Challenge 1 = Please rewrite the passage on AIE locks and DDR buffers, starting at "Since %lock71 is" and ending at "to be acquired.", and change "host side" to "host application" throughout.

Extract to read =
▬▬▬

Since %lock71 is now acquired at state 1, we need to manually release the lock into that state from the host side. This is because the default state of all locks are 0, so they are immediately able to be acquired.

In the host code, lets write to the buffer 71:

// We're going to stamp over the memory

for (int i = 0; i < DMA_COUNT; i++){
	mlir_aie_write_buffer_a71(ctx, i, 0xdeadbeef);
}

and release the lock:

XAieTile_LockRelease(&(TileInst[7][1]), 0, 1, 0); // Release lock

This allows the data transfer to begin

Static DDR Configuration

Static DDR

To read/write from DDR, we declare an external buffer with a location and size

%ext_buffer = AIE.external_buffer 0x02010004000 : memref<512 x i32>

We can then use the shim_dma to read/write from that location:

%lock70 = AIE.lock(%t70, 1)

%mem70 = AIE.mem(%tile70) {
	%dma0 = AIE.dma_start("MM2S", 0, ^bd0, ^end) \\Read
	^bd0:
		AIE.use_lock(%lock70 , "Acquire", 0)
		AIE.dma_bd(%ext_buffer : memref<512xi32>, 0, 512)
		AIE.use_lock(%lolock70 k72, "Release", 1)
		br ^end 
	^end:
	AIE.end
}

We can write to the external buffer using mmap in the host code:

#define BRAM_ADDR (0x4000+0x020100000000LL)
#define DMA_COUNT 512

int fd = open("/dev/mem", O_RDWR | O_SYNC);

if (fd != -1) {

	bram_ptr = (uint32_t *)mmap(NULL, 0x8000, PROT_READ|PROT_WRITE, MAP_SHARED, fd, BRAM_ADDR);

	for (int i=0; i<DMA_COUNT; i++) {
		bram_ptr[i] = 0xdeadbeef; //Write deadbeef
	}
}

Dynamic DDR Configuration

In this pattern, we will show a design pattern for dynamic DDR configuration

module {

%t70 = AIE.tile(7, 0)
%t71 = AIE.tile(7, 1)
%t72 = AIE.tile(7, 2)

%buf72_0 = AIE.buffer(%t72) {sym_name="a"} : memref<256xi32>
%buf72_1 = AIE.buffer(%t72) {sym_name="b"} : memref<256xi32>

%l72_0 = AIE.lock(%t72, 0)
%l72_1 = AIE.lock(%t72, 1)

%m72 = AIE.mem(%t72) {

	%srcDma = AIE.dma_start("MM2S", 0, ^bd0, ^end)
	^bd0:
		AIE.use_lock(%l72_0, "Acquire", 1)
		AIE.dma_bd(%buf72_0 : memref<256xi32>, 0, 256)
		AIE.use_lock(%l72_0, "Release", 0)
	br ^bd1
	^bd1:
		AIE.use_lock(%l72_1, "Acquire", 1)
		AIE.dma_bd(%buf72_1 : memref<256xi32>, 0, 256)
		AIE.use_lock(%l72_1, "Release", 0)
	br ^bd0
	^end:

	AIE.end
}

AIE.flow(%t72, "DMA" : 0, %t70, "DMA" : 0)

▬▬▬

The records =
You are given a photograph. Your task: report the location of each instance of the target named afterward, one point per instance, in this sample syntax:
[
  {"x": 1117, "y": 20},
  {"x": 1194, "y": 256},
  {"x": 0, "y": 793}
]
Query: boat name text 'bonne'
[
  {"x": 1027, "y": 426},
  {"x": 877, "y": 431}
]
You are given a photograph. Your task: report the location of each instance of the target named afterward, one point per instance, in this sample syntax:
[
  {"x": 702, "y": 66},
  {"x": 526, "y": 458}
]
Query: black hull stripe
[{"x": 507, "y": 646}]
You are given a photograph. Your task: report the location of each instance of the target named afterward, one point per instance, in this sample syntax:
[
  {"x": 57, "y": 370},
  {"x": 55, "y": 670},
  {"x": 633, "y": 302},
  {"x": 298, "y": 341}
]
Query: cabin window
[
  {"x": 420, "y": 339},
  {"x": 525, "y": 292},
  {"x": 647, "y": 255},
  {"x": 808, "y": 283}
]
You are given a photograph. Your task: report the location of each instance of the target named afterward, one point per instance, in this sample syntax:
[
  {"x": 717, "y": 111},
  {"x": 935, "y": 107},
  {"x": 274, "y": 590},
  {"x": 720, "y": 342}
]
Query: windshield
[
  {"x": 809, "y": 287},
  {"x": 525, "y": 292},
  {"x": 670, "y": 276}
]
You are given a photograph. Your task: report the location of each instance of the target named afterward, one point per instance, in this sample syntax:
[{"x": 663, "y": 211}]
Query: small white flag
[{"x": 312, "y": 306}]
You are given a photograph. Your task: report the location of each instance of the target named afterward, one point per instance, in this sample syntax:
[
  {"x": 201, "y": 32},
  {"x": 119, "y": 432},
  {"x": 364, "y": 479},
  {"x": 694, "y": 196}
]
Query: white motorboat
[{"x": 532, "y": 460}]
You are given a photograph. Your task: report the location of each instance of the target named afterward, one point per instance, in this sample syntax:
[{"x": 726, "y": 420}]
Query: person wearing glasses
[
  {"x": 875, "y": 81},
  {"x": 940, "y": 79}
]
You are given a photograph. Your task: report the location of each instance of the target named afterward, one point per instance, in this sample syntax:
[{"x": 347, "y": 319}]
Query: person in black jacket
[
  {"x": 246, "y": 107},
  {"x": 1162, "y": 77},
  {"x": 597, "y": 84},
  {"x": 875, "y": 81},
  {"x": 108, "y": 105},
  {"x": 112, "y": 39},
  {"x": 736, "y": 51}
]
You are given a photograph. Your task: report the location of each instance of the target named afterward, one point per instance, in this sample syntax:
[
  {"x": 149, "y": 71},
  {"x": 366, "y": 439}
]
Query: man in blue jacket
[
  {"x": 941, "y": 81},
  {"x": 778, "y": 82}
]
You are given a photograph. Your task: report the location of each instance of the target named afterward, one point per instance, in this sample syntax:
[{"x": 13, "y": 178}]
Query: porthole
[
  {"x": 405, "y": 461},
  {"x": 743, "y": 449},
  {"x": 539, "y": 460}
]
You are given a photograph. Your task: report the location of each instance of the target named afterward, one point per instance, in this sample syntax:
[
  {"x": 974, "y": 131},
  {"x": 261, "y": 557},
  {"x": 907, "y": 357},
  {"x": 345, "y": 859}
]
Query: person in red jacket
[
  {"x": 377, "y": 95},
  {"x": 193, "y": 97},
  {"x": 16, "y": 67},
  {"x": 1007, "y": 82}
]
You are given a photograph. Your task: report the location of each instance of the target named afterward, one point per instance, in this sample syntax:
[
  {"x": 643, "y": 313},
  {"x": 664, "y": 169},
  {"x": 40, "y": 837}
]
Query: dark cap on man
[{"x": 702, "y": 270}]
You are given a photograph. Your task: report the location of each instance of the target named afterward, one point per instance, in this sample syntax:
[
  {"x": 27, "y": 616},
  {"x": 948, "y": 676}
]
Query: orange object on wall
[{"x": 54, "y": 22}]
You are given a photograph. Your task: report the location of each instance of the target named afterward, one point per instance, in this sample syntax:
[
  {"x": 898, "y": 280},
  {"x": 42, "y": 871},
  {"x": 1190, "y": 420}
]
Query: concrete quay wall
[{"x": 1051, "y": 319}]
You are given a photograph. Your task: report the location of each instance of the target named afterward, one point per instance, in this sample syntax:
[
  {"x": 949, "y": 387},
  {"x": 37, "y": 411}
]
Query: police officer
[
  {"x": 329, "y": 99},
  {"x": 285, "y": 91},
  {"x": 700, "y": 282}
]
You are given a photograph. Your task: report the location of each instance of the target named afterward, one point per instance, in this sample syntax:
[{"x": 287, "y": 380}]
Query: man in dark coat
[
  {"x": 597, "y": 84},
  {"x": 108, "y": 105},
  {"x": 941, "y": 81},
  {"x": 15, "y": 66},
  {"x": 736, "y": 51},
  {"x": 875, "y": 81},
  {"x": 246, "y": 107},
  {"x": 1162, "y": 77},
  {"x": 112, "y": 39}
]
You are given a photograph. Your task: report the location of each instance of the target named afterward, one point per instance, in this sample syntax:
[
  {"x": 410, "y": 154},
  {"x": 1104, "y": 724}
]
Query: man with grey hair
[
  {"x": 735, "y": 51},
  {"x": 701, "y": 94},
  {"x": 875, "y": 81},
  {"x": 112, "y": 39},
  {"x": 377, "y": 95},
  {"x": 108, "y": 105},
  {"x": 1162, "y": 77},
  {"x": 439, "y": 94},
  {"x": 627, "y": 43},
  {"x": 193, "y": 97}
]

▬▬▬

Challenge 2 = Collect every line of the listing that contains the word "white".

Written answer 1 =
Since %lock71 is now acquired at state 1, we need to manually release the lock into that state from the host application. This is because the default state of all locks are 0, so they are immediately able to be acquired.

Written answer 2 =
Query: small white flag
Query: white motorboat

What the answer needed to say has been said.